↓

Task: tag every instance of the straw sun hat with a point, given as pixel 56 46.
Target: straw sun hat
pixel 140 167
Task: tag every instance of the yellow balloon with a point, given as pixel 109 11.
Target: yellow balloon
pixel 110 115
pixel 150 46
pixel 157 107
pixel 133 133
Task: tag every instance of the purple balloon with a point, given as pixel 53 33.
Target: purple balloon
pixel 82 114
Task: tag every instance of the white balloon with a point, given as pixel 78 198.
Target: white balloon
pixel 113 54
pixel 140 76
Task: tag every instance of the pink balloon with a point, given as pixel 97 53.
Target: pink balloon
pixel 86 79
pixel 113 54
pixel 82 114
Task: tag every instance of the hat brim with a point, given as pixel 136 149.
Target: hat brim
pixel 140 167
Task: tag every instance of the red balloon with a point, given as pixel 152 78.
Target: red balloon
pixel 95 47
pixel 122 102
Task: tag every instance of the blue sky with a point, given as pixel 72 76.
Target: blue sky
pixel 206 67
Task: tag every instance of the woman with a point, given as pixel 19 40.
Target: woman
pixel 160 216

↑

**THE EXERCISE:** Write out all of the records above again, replacing each "tag" with "mark" and keeping everything else unchanged.

**COMPLETE OUTPUT:**
Task: mark every instance of the straw sun hat with a point, given as pixel 56 46.
Target: straw sun hat
pixel 140 167
Task: mark every instance of the yellow balloon with a point, given as pixel 109 11.
Target: yellow balloon
pixel 110 115
pixel 150 46
pixel 157 107
pixel 133 133
Task: mark every instance of the purple balloon with a point, given as pixel 53 33.
Target: purple balloon
pixel 82 114
Task: mark every instance of the white balloon with a point, given as pixel 78 198.
Target: white balloon
pixel 113 54
pixel 140 76
Task: mark every instance of the pink balloon with a point, given as pixel 97 53.
Target: pink balloon
pixel 86 79
pixel 113 54
pixel 82 114
Task: mark every instance of the hat brim with a point, given as pixel 136 149.
Target: hat brim
pixel 140 167
Task: mark every instance of the red balloon with a point, given as pixel 152 78.
Target: red balloon
pixel 95 47
pixel 122 102
Task: mark every instance of the blue sky with a point, given as pixel 72 76.
Target: blue sky
pixel 206 67
Task: mark every instance of the woman with a point, given as pixel 19 40.
Target: woman
pixel 160 216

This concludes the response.